• [WORK INSTRUCTIONS]:
Pick up the Christmas post about the writer's late parents and continue it from its last sentence.

Top of DOCUMENT EXCERPT

As I write this, the clock will soon strike midnight in the Eastern Time Zone. By the time you read this, Christmas will be here and hopefully you will be surrounded by people who love you.
This Christmas has me doing what I’ve done for so many Christmas days of years gone by. I am thinking of my father and mother who died too young and after too many years of struggle and heartbreak. It is during the special holidays that people often think back and not only reminisce, but also wonder, “what might have been.”
Surely by now you are wondering, “why so melancholy for a Christmas day post?” Well, it was during my daydreaming that I looked around the room at my family. Children and grandchildren gathered around me laughing and enjoying the holiday season. I saw a brightly decorated Christmas tree with presents piled around it and the smells of the holidays wafting through the air.
Through the years I’ve thought about my parents and even said to Debra, “I wish mom and dad could still be here.” I know that heaven is a much better place, but I wish mom and dad could have seen so many of their prayers for their children answered. I wish they could have seen how their son and daughters have been involved in ministry to people, and how we’ve not forgotten the lessons they taught us. I wish they were here so we could treat them to the things they always wanted but could never afford.

Bottom of DOCUMENT EXCERPT
Top of RECORDS PROVIDED

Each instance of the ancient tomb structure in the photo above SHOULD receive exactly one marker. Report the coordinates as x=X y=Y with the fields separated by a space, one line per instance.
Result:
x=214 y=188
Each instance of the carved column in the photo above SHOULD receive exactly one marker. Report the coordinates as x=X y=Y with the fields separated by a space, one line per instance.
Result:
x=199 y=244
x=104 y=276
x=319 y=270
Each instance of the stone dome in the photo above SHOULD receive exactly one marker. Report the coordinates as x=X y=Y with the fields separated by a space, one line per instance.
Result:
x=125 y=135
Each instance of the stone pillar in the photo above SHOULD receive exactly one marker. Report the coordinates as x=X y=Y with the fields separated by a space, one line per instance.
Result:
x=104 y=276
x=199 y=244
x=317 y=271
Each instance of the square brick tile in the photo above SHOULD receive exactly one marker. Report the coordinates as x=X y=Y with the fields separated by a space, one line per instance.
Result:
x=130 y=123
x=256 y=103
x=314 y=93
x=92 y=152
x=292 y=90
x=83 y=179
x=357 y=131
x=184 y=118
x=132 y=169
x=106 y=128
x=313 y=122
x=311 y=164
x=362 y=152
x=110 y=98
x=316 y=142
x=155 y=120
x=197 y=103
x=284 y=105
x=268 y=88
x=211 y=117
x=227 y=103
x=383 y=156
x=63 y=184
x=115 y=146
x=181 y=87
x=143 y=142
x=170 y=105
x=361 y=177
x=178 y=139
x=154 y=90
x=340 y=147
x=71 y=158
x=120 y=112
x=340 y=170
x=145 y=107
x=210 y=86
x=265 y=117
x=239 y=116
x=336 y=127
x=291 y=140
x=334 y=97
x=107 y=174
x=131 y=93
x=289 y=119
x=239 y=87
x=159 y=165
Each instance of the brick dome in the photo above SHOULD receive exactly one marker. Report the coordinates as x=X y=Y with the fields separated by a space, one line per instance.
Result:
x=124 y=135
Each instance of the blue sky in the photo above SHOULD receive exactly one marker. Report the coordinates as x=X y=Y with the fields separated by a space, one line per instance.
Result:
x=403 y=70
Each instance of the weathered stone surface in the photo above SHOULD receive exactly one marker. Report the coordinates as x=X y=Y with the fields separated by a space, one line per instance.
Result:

Bottom of RECORDS PROVIDED

• [OUTPUT]:
After we finished Christmas eve dinner, my immediate family was all together, and our daughter-in-law’s parents were with us for a special moment. The dinner was great, festive and delicious, but it was what followed that brought my thoughts together. My son, Shaun said, “Dad, I want you and Frank (Shroyer) to read the Christmas story from the Scriptures and then I have something to say.” I turned to Luke chapter two and began to read…then as instructed, I handed my iPad over to Frank and he read the rest.”
Shaun then said, “I want to give all of you something for Christmas that is special. There are some verses that I would like all of us to memorize this year, and I want to live my life according to them and invite you to memorize them too.” Then he read these verses:
“6 With what shall I come before the LORD
and bow down before the exalted God?
Shall I come before him with burnt offerings,
with calves a year old?
7 Will the LORD be pleased with thousands of rams,
with ten thousand rivers of olive oil?
Shall I offer my firstborn for my transgression,
the fruit of my body for the sin of my soul?
8 He has shown you, O mortal, what is good.
And what does the LORD require of you?
To act justly and to love mercy
and to walk humbly with your God.”
These were Scriptures that my mother read over and over to me growing up.
As he passed out coin and bookmark reminder gifts, I looked at my daughter Lindsey. It was an amazing thing…As I looked in her eyes, I saw the little girl that she had been…in a flash of a moment I realized that my baby was all grown up. She had become a beautiful young woman…and a sense of wonder was still in her eyes. I thought about the blog that she has began writing named, “NEW EYES” (www.lbmckinley.blogspot.com)
I realized how proud my mom and dad would be to read her articles about personal holiness and personal responsibility. I realized how proud they would have been of her continuing her education and living for the Lord.
Then my mind went back to Shaun. How proud they would be to know that he graduated college (Mom had an 8th grade and dad a 6th grade education). How proud they would be of the work he does in the General Overseer’s office.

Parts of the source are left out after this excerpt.